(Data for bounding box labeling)
- - -

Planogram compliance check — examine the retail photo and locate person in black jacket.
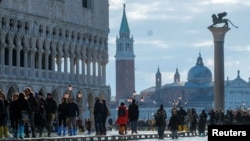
[9,93,19,138]
[94,97,104,135]
[35,92,47,137]
[168,110,181,139]
[155,104,167,139]
[66,97,79,136]
[23,87,38,138]
[128,99,139,134]
[15,93,30,139]
[57,97,67,136]
[101,99,109,135]
[198,110,207,137]
[45,93,57,137]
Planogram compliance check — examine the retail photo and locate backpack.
[154,110,167,126]
[118,107,126,116]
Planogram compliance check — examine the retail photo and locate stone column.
[208,27,230,110]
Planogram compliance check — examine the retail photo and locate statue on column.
[209,12,238,28]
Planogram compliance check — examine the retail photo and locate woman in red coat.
[116,102,128,135]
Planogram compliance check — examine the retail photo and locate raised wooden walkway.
[1,131,207,141]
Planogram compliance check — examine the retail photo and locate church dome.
[188,54,212,84]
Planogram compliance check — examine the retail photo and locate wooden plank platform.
[1,131,207,141]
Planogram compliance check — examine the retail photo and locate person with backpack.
[94,97,104,136]
[116,102,128,135]
[128,99,139,134]
[155,104,167,139]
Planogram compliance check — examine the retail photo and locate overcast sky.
[106,0,250,95]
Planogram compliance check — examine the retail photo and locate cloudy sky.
[107,0,250,95]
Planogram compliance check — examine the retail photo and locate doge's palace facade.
[0,0,111,124]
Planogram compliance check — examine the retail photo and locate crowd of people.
[0,87,79,139]
[0,90,250,139]
[115,100,250,139]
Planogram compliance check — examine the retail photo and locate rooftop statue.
[209,12,238,28]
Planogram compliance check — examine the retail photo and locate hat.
[160,104,163,109]
[95,97,100,100]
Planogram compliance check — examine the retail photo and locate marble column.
[208,27,230,110]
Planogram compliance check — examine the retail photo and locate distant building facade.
[0,0,111,126]
[141,54,250,112]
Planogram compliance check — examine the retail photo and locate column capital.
[208,27,230,41]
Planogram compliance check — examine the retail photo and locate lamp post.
[133,91,136,99]
[178,96,182,106]
[141,96,144,105]
[127,97,132,104]
[68,84,74,99]
[77,91,82,102]
[242,101,246,110]
[63,92,69,99]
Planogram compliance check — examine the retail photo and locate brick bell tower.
[115,4,135,104]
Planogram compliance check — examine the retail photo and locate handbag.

- - -

Rewrite the data from its first line through the line containing "[106,0,250,95]" as a two-column CSV with the headers text and answer. Give one row per labeling instruction with all of its answer, put each field in double quotes with line breaks replaced by spaces, and leave out the pictures.

text,answer
"Planogram compliance check — examine the retail photo and locate person in black jacket.","[9,93,19,138] [94,97,104,135] [35,92,47,137] [168,110,181,139] [155,104,167,139] [66,97,79,136] [23,87,38,138] [128,99,139,134] [15,93,30,139] [57,97,67,136] [101,99,109,135] [198,110,207,137] [45,93,57,137]"
"Planogram compliance check — examine the retail photo and locate backpack.","[154,110,167,126] [118,107,126,116]"
"Planogram compliance check — examine the retail photo and locate stone column.","[208,27,230,110]"
"Planogram compliance check — examine the retail photo and locate statue on column.","[209,12,238,28]"
"Planogram compliance check — examine the retail photo and locate woman in red coat.","[116,102,128,135]"
"Planogram compliance check — examine the retail photo and locate raised wooden walkway.","[1,131,207,141]"
"Planogram compliance check — examine the retail photo and locate church dome.","[188,54,212,84]"
"Planogram compliance check — examine the retail photo and locate wooden plank platform.","[1,131,207,141]"
"Planogram compliance check — examine the retail photo and locate person with backpack.","[94,97,104,136] [116,102,128,135] [128,99,139,134] [155,104,167,139]"
"Planogram compliance check — examine the retail photo and locate overcast sky.","[106,0,250,95]"